WORK TO COMPLETE
Copy out the stretch of the climate change opinion piece below from "We can expect" through "to reduce emissions.", word for word.

DOCUMENT SEGMENT
Opinion  

Climate change is widespread, rapid and intensifying

Nigel Vaz

Nigel Vaz

The Intergovernmental Panel on Climate Change recently released the first part of its Sixth Assessment Report. Additionally, this month the 26th UN Climate Change conference, COP26, will open its doors in Glasgow.

These two events – already highlights in the global climate crisis calendar – share the stark and unequivocal message: that climate change is widespread, rapid and intensifying, and that this time represents our last chance to get runaway climate change under control through collective action.

We can expect that the unique urgency facing world leaders at COP26 will manifest itself in an agreement that commits to ambitious targets aimed at reaching global net-zero emissions, and that governments, business and civil society will come under increased pressure to find and implement the practical solutions necessary to reduce emissions.

We know that business leaders want to make a positive contribution; the challenge is always converting these intentions into achievable actions. The primary drivers for action in business are either significant opportunity or existential threat – and it is often far easier to make the case for transformative business change in the face of existential threat. 

The financial industry is at a confluence of opportunity and threat with regard to the climate crisis. Certainly, the UN and world leaders at COP26 have their sights trained on the role that financial institutions must play in unleashing the trillions of dollars in private and public sector finance required to secure global net zero.

MATERIAL PROVIDED
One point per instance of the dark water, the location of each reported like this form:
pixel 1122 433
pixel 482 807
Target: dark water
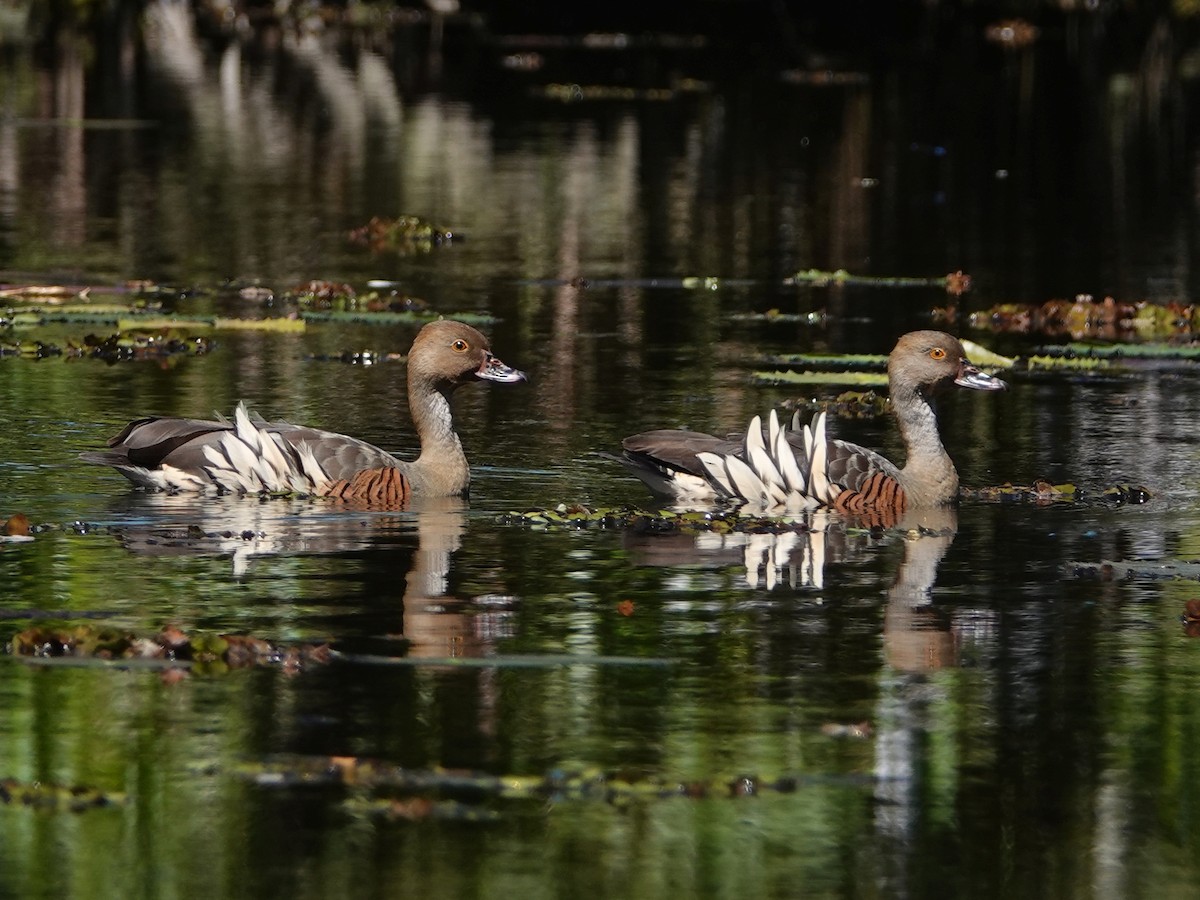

RESULT BELOW
We can expect that the unique urgency facing world leaders at COP26 will manifest itself in an agreement that commits to ambitious targets aimed at reaching global net-zero emissions, and that governments, business and civil society will come under increased pressure to find and implement the practical solutions necessary to reduce emissions.